Film brings a French flair to season

No makeup. No expression. When she first appears onscreen as Juliette in “I’ve Loved You So Long,” Kristin Scott Thomas is stripped bare of everything but her wardrobe.

It’s a sign of a unique role for the polished star of such movies as “The English Patient” and “Gosford Park” — and that was the film’s appeal to her.

“It was a different kind of screenplay, story and character from the things that I am so often asked to do, which I find very refreshing,” Scott Thomas says. “I want to do something different.

“I just liked the idea of the experimental side to it: a first-time director (Philippe Claudel, who also scripted), with me acting in this type of role, i.e. not a patrician, not a success, not witty — not what I’m generally asked to do.”

In preparing for her role as a woman paroled from jail and reintegrating with her sister’s family after more than a decade behind bars, Scott Thomas also broke convention.

“My first reaction was, ‘I’ve got to go meet people in prison,’ ” Scott Thomas recalls. “Then I thought about it, and the film isn’t actually about prison life, but the stain that it left.”

■ RECORD SET:
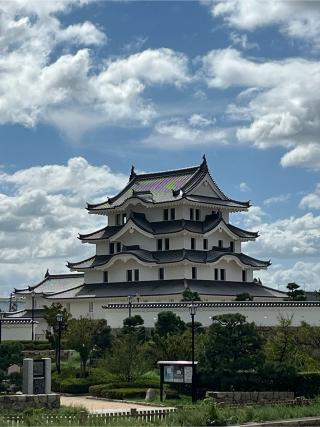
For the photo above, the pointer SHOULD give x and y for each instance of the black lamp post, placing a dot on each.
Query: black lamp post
(193, 310)
(59, 320)
(130, 305)
(33, 294)
(1, 317)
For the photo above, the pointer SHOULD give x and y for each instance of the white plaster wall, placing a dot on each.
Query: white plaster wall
(16, 332)
(262, 316)
(137, 238)
(93, 276)
(102, 248)
(266, 316)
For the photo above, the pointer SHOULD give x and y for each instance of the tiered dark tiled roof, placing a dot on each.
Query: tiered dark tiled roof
(168, 287)
(26, 314)
(53, 283)
(166, 257)
(167, 186)
(168, 227)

■ TASK INSTRUCTIONS:
**A.** Answer these questions using the article about Kristin Scott Thomas and "I've Loved You So Long."
(i) Who directed the film, and what other job did he do on it?
(ii) How long had Juliette been behind bars before she went to live with her sister's family?
(iii) Which two earlier movies starring Scott Thomas does the article name?
**B.** Extend the article about Kristin Scott Thomas and "I've Loved You So Long" by writing what comes after its final sentence.

■ RESULTS:
**A.**
(i) Philippe Claudel, a first-time director, directed the film and also wrote the script.
(ii) More than a decade.
(iii) "The English Patient" and "Gosford Park."

**B.**
Scott Thomas, appearing now on Broadway in “The Seagull,” did view docus and read testimonials about prison life for women, and also talked to those involved with prisoner rehabilitation, but she remained compelled to focus on the outsider’s adjustment into everyday life.

“The fear of abandonment, the isolation, were things that I was interested in portraying,” she says.

Scott Thomas adds that the shoot was at once intense (because of the heavy subject matter) but comfortable (thanks to an expert and familiar crew). Spending most of the production in the small town of Nancy made the experience even more memorable.

Through it all, Scott Thomas worked with Claudel to maintain her raw interpretation of Juliette.

“When we were on set, we used to work on the dialogue,” Scott Thomas says. “I cut quite a lot of it. I felt this character should be less expressive verbally. The isolation, anger and the kind of disappointment and acceptance of what she had done brought up this huge wall, and she couldn’t just talk through it.”

Favorite film this year

“I haven’t really seen any. I’ve been working too much.”

Best advice

“Learn your lines. In film, you have this tendency to sort of muddy text up. In some cases, it’s really necessary when things are written too sharply, and then in other cases it’s really well-defined and it’s important to learn it properly.”


“I think I’m inspired mostly by other artists that aren’t actors, like writers or singers or artists, for being so brave.”